#### Data ####
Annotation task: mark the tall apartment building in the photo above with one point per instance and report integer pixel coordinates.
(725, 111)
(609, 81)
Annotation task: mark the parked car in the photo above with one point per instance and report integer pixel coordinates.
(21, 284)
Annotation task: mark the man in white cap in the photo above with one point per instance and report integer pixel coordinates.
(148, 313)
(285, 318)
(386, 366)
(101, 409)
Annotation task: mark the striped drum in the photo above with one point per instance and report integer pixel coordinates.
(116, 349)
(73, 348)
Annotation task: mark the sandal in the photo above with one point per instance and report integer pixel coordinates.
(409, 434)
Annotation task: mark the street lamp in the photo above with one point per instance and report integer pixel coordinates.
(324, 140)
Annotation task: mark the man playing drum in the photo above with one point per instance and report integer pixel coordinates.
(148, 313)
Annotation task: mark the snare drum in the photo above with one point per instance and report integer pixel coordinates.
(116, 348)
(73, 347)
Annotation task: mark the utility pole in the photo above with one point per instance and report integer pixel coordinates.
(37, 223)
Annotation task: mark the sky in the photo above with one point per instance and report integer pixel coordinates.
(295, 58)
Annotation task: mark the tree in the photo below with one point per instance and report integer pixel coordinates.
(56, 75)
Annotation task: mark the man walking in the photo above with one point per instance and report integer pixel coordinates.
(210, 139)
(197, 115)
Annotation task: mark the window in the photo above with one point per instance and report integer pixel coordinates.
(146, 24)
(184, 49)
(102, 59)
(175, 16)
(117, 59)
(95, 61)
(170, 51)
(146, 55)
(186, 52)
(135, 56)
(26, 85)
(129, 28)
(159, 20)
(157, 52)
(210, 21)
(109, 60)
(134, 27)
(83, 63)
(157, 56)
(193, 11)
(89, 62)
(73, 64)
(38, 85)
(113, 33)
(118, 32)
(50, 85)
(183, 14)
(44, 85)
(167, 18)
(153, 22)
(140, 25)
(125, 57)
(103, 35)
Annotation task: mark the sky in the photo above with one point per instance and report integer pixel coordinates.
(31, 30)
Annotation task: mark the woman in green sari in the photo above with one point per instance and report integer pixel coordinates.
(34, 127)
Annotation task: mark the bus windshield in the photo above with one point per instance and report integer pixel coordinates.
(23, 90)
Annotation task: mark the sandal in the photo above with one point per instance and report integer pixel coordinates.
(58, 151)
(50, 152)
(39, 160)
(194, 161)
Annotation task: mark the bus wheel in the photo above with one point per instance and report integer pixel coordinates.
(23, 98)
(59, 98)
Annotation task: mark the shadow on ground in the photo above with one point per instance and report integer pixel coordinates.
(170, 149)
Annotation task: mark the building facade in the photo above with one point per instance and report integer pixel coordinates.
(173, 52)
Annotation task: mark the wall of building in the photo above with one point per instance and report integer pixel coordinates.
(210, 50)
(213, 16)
####
#### Data ####
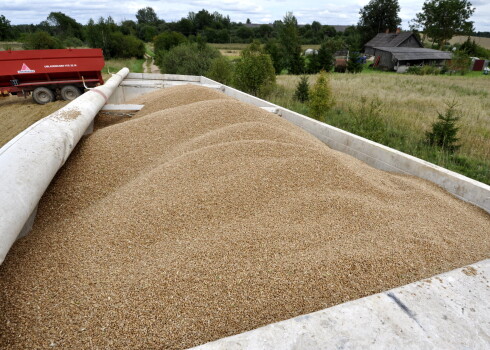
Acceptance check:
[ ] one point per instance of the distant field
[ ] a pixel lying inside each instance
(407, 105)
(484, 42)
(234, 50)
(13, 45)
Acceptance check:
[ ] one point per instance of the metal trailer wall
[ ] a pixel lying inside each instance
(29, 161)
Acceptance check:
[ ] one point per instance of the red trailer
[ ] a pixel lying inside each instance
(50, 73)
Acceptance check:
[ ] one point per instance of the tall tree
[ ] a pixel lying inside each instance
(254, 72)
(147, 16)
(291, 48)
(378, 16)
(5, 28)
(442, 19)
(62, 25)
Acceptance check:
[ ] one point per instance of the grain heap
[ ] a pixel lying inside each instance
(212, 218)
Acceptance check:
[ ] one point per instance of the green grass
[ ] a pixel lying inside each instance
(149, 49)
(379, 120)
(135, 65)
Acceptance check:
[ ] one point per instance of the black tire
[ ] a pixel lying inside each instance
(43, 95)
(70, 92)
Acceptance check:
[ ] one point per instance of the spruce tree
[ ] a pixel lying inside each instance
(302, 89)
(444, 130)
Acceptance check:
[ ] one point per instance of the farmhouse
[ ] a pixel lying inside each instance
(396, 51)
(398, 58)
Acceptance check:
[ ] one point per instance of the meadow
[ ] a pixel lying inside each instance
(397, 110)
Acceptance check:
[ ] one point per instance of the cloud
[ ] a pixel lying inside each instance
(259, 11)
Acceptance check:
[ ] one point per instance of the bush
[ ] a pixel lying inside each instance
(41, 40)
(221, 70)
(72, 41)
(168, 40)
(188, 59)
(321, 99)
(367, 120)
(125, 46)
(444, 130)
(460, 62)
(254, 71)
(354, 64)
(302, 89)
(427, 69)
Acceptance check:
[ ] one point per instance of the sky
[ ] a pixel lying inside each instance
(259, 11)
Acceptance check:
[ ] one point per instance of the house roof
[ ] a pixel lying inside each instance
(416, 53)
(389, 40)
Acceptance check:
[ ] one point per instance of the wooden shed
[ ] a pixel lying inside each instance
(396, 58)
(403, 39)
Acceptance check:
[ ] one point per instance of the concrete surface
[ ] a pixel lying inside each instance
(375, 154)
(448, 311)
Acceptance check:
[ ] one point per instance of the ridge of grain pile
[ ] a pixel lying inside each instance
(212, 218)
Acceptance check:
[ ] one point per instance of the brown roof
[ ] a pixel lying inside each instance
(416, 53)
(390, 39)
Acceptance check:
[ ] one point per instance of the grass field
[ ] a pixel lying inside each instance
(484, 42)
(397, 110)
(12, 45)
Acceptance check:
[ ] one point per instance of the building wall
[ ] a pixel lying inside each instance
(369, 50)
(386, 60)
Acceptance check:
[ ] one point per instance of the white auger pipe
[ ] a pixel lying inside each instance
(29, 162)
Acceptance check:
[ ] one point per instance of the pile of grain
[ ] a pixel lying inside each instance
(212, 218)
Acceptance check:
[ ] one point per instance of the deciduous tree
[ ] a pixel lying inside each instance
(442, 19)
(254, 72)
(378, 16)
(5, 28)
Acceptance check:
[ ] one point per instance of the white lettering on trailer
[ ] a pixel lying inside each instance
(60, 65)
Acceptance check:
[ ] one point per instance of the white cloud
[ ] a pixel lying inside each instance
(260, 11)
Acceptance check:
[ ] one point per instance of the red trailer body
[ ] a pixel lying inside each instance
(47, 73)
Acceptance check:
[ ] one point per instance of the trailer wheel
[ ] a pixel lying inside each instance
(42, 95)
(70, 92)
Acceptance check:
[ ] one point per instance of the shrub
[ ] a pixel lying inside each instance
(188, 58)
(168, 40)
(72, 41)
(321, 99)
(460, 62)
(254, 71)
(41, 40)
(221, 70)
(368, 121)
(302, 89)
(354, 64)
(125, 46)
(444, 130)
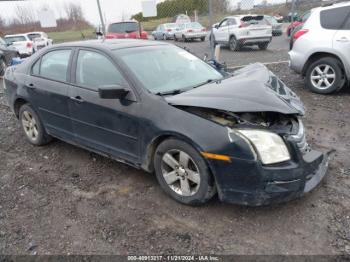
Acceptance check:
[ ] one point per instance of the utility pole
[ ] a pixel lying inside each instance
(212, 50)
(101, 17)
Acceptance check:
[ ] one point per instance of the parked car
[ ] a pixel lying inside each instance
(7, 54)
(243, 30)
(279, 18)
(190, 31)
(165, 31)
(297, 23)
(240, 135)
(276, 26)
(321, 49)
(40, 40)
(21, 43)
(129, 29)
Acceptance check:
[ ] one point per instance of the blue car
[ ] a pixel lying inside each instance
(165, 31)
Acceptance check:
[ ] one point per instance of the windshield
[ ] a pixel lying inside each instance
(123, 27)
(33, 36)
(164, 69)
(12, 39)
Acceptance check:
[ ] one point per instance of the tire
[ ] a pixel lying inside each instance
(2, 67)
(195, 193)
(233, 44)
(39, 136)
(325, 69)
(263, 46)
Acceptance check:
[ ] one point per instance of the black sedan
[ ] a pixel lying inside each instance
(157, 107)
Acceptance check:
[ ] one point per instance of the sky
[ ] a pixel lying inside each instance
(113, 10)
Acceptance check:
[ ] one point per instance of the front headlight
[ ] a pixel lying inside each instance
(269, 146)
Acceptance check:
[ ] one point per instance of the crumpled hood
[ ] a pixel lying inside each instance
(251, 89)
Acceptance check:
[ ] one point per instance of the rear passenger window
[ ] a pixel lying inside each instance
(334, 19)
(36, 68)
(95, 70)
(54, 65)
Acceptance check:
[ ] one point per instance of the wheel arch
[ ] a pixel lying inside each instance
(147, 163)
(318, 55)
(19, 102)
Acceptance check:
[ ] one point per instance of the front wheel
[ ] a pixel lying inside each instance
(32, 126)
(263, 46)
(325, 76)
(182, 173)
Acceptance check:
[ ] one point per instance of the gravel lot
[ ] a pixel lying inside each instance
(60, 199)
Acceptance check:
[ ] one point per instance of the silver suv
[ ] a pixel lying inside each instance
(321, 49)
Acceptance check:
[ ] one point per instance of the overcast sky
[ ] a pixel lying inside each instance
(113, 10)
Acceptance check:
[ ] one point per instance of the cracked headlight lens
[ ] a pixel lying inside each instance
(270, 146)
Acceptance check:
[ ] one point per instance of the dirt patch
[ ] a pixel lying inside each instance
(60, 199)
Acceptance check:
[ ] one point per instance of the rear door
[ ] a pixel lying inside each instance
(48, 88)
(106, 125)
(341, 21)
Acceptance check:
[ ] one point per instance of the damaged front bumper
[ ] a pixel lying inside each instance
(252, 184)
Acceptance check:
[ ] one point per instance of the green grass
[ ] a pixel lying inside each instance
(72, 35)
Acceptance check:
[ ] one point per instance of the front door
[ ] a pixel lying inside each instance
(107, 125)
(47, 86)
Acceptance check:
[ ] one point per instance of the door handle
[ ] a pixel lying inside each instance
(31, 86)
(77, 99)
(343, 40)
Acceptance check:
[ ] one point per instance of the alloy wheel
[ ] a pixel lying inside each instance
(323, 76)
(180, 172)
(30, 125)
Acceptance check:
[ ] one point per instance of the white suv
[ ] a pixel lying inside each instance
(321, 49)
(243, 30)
####
If a line in the entries holds the string "cloud", copy it.

Final answer =>
[ ] one point per instance of the cloud
[ ] one point per instance of the white cloud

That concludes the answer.